▶ [EXTRACT]
+-------+

News & Views
Review:
Finding the Mother Tree by Suzanne Simard
David Hyams reviews a recent book about the intelligence and cooperative behaviour of trees
Dr Suzanne Simard. Photograph: Wikimedia Commons
Dr Suzanne Simard is Professor of Forest Ecology at the University of British Columbia. She has gained a global reputation for her pioneering work on what has been called ‘the wood wide web’ – the discovery that trees communicate and help each other in an intelligent way. Her research to date has largely been presented through scientific papers accessible only to fellow scientists, but this book – subtitled ‘Uncovering the Wisdom and Intelligence of the Forest’ – is aimed at a general audience. It has proved to be hugely popular, and the rights have even been bought to make a Hollywood film!

+-------+

▶ [DATA SHOWN]
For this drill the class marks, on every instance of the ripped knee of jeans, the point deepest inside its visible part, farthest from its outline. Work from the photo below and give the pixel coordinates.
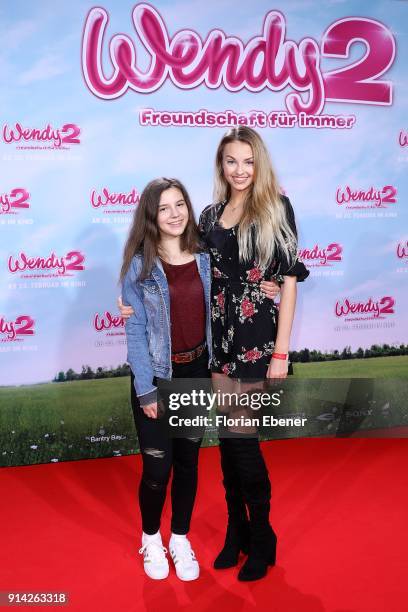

+-------+

▶ [WORK INSTRUCTIONS]
**a.** According to the review of Finding the Mother Tree, why has Suzanne Simard gained a global reputation? Answer in one to three sentences.
**b.** Write the next part of the review of Finding the Mother Tree, starting after its last sentence.

▶ [EXPECTED OUTPUTS]
**a.** She is known for her pioneering work on what has been called "the wood wide web." That work is the discovery that trees communicate and help each other in an intelligent way.

**b.**
In the Introduction, Simard reiterates the fundamentals of her scientific research over the last thirty years. This shows trees and plants as contributing to and being supported by ‘… a vast network of underground connections which joins young and old in perceiving, communicating and responding to one another by emitting chemical signals. Chemicals identical to our own neurotransmitters. Signals created by ions cascading across fungal membranes.’ [p.5, original italics] She describes the older trees ‘mothering their children, with Mother Trees as majestic hubs at the centre of forest communications.’ [p.5]
The book is autobiographical in several ways. Simard was born into a Québécois family living in the mountains of British Columbia, and generations of her ancestors earned a living felling trees. She is clearly motivated by a great love for the forests where she grew up, and a horror of the contemporary practice of clear cutting large areas, leaving just upturned stumps. She describes how she negotiated her way through the logging industry in order to carry out her scientific research, tucking her more controversial experiments in among mainstream ones when applying for grants. The book is also the personal story of her love for her family and friends, the changing relationships between them and bringing up her children to experience and understand the ways of the forest. She paints pictures in colloquial language, throwing in the occasional exclamation in Québécois French.
Cathedral Grove on Vancouver Island, British Columbia, a rare and endangered remnant of the ancient Douglas fir ecosystem. Photograph: Unai Arnaz Imaz/iStock
Discovering the Communication Network.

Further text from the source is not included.